• _Entries supplied_:

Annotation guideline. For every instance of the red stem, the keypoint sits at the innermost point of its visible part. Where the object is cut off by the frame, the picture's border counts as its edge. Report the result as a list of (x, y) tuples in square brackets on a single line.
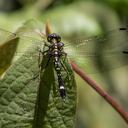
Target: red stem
[(101, 92)]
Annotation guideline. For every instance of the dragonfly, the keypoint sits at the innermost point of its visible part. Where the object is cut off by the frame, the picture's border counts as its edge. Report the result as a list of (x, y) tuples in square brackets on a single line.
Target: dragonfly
[(111, 48)]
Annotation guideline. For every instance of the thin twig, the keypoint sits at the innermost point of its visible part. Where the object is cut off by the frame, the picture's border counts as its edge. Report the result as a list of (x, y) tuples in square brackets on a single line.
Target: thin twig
[(104, 94)]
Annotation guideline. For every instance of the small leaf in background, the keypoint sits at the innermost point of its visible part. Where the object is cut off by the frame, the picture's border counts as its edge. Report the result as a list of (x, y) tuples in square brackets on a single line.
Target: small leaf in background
[(7, 51)]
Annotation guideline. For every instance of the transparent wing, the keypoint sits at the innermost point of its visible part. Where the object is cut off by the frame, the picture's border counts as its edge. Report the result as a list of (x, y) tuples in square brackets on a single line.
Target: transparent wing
[(101, 53)]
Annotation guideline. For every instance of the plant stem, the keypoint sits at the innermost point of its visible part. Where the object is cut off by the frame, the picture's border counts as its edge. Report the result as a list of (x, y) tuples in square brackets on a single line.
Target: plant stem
[(101, 92)]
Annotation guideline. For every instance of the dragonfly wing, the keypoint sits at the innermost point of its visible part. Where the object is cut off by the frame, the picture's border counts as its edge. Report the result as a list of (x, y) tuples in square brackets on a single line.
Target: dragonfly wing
[(107, 51)]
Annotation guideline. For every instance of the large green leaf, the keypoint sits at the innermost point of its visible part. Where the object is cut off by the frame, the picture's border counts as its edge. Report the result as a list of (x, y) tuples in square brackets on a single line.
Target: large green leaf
[(27, 101)]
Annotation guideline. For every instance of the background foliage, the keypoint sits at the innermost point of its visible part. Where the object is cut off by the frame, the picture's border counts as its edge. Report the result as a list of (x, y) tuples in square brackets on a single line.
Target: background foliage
[(77, 18)]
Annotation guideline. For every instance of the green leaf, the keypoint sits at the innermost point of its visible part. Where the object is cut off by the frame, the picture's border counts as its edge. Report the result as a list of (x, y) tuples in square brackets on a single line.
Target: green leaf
[(7, 51), (28, 102)]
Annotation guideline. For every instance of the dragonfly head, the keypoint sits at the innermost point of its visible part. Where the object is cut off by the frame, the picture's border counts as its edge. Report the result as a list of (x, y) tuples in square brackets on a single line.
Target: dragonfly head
[(52, 37)]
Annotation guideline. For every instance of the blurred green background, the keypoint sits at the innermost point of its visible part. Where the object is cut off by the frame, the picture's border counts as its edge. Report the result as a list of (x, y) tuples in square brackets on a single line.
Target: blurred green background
[(73, 18)]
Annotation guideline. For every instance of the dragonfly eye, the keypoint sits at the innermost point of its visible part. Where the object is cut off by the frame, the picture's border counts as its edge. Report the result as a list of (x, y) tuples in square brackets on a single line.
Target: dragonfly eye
[(53, 36)]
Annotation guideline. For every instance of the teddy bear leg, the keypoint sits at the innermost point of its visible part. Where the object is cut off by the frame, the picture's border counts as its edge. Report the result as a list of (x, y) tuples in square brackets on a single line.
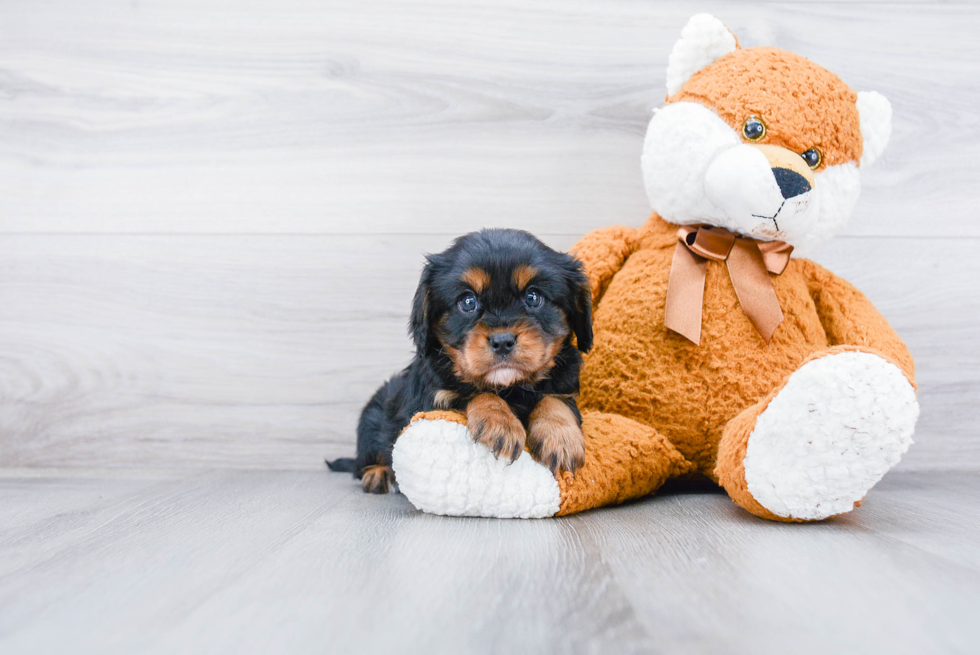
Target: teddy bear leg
[(442, 470), (817, 444)]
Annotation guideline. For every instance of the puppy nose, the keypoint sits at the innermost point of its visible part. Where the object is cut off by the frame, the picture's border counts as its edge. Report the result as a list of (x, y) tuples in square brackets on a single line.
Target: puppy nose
[(791, 183), (503, 342)]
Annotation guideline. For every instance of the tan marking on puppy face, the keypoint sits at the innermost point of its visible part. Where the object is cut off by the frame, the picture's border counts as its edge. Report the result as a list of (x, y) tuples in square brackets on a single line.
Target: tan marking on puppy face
[(493, 424), (555, 437), (377, 479), (532, 358), (477, 278), (444, 398), (802, 105), (523, 274)]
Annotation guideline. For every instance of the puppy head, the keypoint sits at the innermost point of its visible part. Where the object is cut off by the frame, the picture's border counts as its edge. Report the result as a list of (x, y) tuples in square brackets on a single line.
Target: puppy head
[(501, 305)]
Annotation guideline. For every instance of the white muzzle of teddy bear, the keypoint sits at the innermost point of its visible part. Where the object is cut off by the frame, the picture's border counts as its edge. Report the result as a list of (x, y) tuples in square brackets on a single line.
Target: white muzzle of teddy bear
[(698, 170)]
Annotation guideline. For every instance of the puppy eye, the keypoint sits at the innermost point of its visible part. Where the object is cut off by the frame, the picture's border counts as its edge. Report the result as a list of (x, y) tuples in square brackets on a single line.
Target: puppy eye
[(468, 303), (532, 298), (812, 157), (753, 129)]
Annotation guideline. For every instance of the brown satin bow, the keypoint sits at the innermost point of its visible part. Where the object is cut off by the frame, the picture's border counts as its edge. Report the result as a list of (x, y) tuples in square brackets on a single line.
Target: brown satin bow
[(749, 264)]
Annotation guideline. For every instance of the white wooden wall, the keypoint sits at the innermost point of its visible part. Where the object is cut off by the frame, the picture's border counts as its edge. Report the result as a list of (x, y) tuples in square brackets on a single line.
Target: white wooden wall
[(212, 215)]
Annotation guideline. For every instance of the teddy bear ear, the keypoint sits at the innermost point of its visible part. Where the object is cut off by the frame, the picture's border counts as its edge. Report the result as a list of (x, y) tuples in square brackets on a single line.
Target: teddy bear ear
[(703, 40), (876, 124)]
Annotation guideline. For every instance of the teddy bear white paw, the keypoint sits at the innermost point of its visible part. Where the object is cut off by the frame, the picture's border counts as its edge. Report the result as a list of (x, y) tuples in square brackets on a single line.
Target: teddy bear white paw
[(441, 470), (840, 423)]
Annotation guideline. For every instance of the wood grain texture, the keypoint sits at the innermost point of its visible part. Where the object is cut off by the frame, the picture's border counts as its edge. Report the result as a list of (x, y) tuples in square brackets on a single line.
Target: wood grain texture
[(212, 217), (297, 562), (259, 351), (426, 117)]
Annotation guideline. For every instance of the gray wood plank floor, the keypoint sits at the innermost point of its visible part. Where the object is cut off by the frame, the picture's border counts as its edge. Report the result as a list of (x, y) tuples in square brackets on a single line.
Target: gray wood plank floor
[(297, 562), (212, 216)]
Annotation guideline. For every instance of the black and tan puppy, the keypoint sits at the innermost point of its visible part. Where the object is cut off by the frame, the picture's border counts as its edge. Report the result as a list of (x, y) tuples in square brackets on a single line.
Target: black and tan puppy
[(493, 322)]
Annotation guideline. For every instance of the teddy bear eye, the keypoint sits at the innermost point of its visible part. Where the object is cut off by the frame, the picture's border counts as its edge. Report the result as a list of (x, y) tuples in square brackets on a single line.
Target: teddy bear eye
[(753, 129), (812, 157)]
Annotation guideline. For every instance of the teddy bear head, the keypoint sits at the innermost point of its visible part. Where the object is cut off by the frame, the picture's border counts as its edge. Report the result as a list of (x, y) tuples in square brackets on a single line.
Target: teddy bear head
[(758, 141)]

• _Task instructions_:
Render all of the material above as a JSON list of strings, one string per line, omitting blank lines and leaving out the pictures.

• _Output of the task_:
[
  "Annotation guideline. For every instance of the red stem, the keypoint sits at the innermost point of its visible part. Where the object is cut off by the frame, the picture's border counts as its edge. Report the result as a list of (x, y) tuples in square brackets on a single line.",
  "Target: red stem",
  "[(101, 92)]",
  "Annotation guideline. For every instance of the dragonfly, the keypoint sits at the innermost point of its visible part. Where the object is cut off by the frame, the picture's border counts as its edge. Report the result as a list of (x, y) tuples in square brackets on a single line.",
  "Target: dragonfly",
  "[(111, 48)]",
  "Annotation guideline. For every instance of the thin twig, the keypoint sits at the innermost point of its visible part. Where the object is cut off by the frame, the picture's border counts as its edge. Report the result as a list of (x, y) tuples in square brackets on a single line.",
  "Target: thin twig",
  "[(104, 94)]",
  "Annotation guideline. For every instance of the small leaf in background, the keypoint sits at the innermost point of its visible part. Where the object is cut off by the frame, the picture's border counts as its edge. Report the result as a list of (x, y) tuples in square brackets on a single line.",
  "Target: small leaf in background",
  "[(7, 51)]",
  "Annotation guideline. For every instance of the transparent wing, the keypoint sits at the innermost point of its visible part. Where the object is cut off by the frame, the picture's border counts as its edge. Report the result as a list of (x, y) tuples in square brackets on a single line.",
  "Target: transparent wing",
  "[(101, 53)]",
  "Annotation guideline. For every instance of the plant stem, the keypoint sits at the innermost point of its visible part. Where the object is cut off by the frame, the picture's border counts as its edge. Report the result as a list of (x, y) tuples in square brackets on a single line.",
  "Target: plant stem",
  "[(101, 92)]",
  "Annotation guideline. For every instance of the dragonfly wing, the keypoint sits at the innermost point of its visible part. Where the object is cut off by the frame, the picture's border counts as its edge. Report the result as a list of (x, y) tuples in square brackets on a single line.",
  "Target: dragonfly wing",
  "[(107, 51)]",
  "Annotation guideline. For every instance of the large green leaf, the keypoint sits at the innermost point of its visible part. Where the object is cut off by the frame, the picture's border counts as its edge. Report the result as a list of (x, y) tuples in square brackets on a single line.",
  "Target: large green leaf",
  "[(27, 101)]",
  "Annotation guideline. For every instance of the background foliage, the keypoint sits at the innermost point of its visible part. Where the object is cut off by the frame, the picture's border counts as its edge. Report the result as a list of (x, y) tuples in square brackets on a single line.",
  "Target: background foliage",
  "[(77, 18)]",
  "Annotation guideline. For every instance of the green leaf, the keypoint sits at the innermost point of its visible part. Where the object is cut off by the frame, the picture's border counts as its edge. Report the result as a list of (x, y) tuples in square brackets on a single line.",
  "Target: green leaf",
  "[(7, 51), (28, 102)]",
  "Annotation guideline. For every instance of the dragonfly head, the keypoint sits at the innermost point of its visible part. Where the object is cut off by the frame, the picture's border counts as its edge. Report the result as a list of (x, y) tuples in square brackets on a single line.",
  "Target: dragonfly head",
  "[(52, 37)]",
  "Annotation guideline. For every instance of the blurred green background, the keypoint sits at the innermost point of its visible part. Where the object is cut off by the frame, the picture's border counts as its edge. Report the result as a list of (x, y) tuples in square brackets on a single line.",
  "Target: blurred green background",
  "[(73, 18)]",
  "Annotation guideline. For every instance of the dragonfly eye, the keypoint sits at the innermost point of its visible part. Where the object is cut off by the frame, the picture's border counts as its edge. Report the result as a list of (x, y) tuples in square brackets on a single line.",
  "Target: dragonfly eye",
  "[(53, 36)]",
  "Annotation guideline. For every instance of the teddy bear leg, the keypoint sits at the innermost point of its visible part. Where the object is cut off by the frame, the picture's border counts as its edge. Report the result as a list of (x, y) tuples in square brackets on a single line.",
  "Target: teddy bear leg",
  "[(442, 470), (817, 444)]",
  "Annotation guideline. For every instance of the puppy nose, the keypoint sits at the innermost point of its visible part. Where the object is cut off by the frame, the picture's border counts as its edge. Report the result as a list of (x, y) tuples in square brackets on a single line.",
  "Target: puppy nose",
  "[(791, 183), (503, 342)]",
  "Annotation guideline. For every instance of the tan marking on puppy face, the keypoint sits at the innermost point of its visible part. Where the object is cut off by the frame, the picture's border counts as its edge. Report the result as a list of (x, y) tuples in square brackets on a single line.",
  "Target: tan marking on puppy face",
  "[(493, 424), (555, 437), (377, 479), (532, 358), (477, 278), (444, 398), (802, 105), (523, 274)]",
  "Annotation guideline. For every instance of the puppy head, the keypoint sits at the innermost point of its visible part. Where the object is cut off by the frame, the picture's border counts as its edge. Report the result as a list of (x, y) tuples in square brackets on a single line.",
  "Target: puppy head",
  "[(501, 305)]",
  "Annotation guideline. For every instance of the white muzzle of teddy bear, the keypoint sits at the innermost point of its visible part. Where the object is cut off by the frame, the picture's border counts as its edge. Report the result as a list of (x, y) tuples in square brackets on a single line.",
  "Target: white muzzle of teddy bear",
  "[(698, 170)]",
  "Annotation guideline. For every instance of the puppy eye, the keypoint sits at the innermost point of its visible part. Where the object is cut off by the frame, the picture's border counts as its edge. Report the result as a list of (x, y) tuples in square brackets on a single line.",
  "Target: puppy eye",
  "[(468, 303), (532, 298), (812, 157), (753, 129)]",
  "Annotation guideline. For every instance of the brown satin bow, the keypoint sits at the innermost point of its visible part. Where the object is cut off by the frame, the picture's border counts as its edge. Report the result as a list of (x, y) tuples in square brackets on a single line.",
  "Target: brown satin bow",
  "[(749, 264)]",
  "Annotation guideline. For every instance of the white wooden wall, the keypoint sits at the innermost point of its visible part. Where the object is cut off by the frame, the picture's border counts as its edge. Report the result as a list of (x, y) tuples in square brackets on a single line.",
  "Target: white wooden wall",
  "[(212, 215)]",
  "Annotation guideline. For every instance of the teddy bear ear, the keypoint sits at the innermost point of its visible part. Where the object is cut off by the frame, the picture's border counts as its edge. Report the result as a list of (x, y) tuples in square brackets on a single line.",
  "Target: teddy bear ear",
  "[(703, 40), (876, 124)]",
  "Annotation guideline. For every instance of the teddy bear white paw, the keypoint sits at the innermost point of its visible part. Where the object is cut off by the frame, the picture's border counts as its edge. Report the result as a list of (x, y) tuples in square brackets on a single line.",
  "Target: teddy bear white paw",
  "[(441, 470), (840, 423)]",
  "Annotation guideline. For every instance of the wood grain texture, the keypoint sits at the innermost point of its visible part. Where the object is cut off by the frame, the picture's border counts as its edge. Report the result as a list of (x, y) tuples in square brackets on a single line.",
  "Target: wood grain texture",
  "[(212, 217), (297, 562), (259, 351), (426, 117)]",
  "Annotation guideline. For every instance of the gray wood plank floor, the keypoint sits at the innermost point of its visible part. Where the object is cut off by the frame, the picture's border counts as its edge. Report the result as a list of (x, y) tuples in square brackets on a single line.",
  "Target: gray wood plank floor",
  "[(297, 562), (212, 216)]",
  "Annotation guideline. For every instance of the black and tan puppy, the keypoint sits at the innermost point of its visible part. Where the object is cut off by the frame, the picture's border counts as its edge. Report the result as a list of (x, y) tuples in square brackets on a single line.",
  "Target: black and tan puppy",
  "[(493, 322)]",
  "Annotation guideline. For every instance of the teddy bear eye, the keypoint sits at the innermost point of its visible part. Where the object is cut off by the frame, the picture's border counts as its edge. Report the result as a list of (x, y) tuples in square brackets on a single line.",
  "Target: teddy bear eye",
  "[(753, 129), (812, 157)]",
  "Annotation guideline. For every instance of the teddy bear head, the keypoint sits at the innermost point of its visible part. Where the object is cut off by the frame, the picture's border counts as its edge. Report the result as a list of (x, y) tuples in square brackets on a single line.",
  "Target: teddy bear head",
  "[(758, 141)]"
]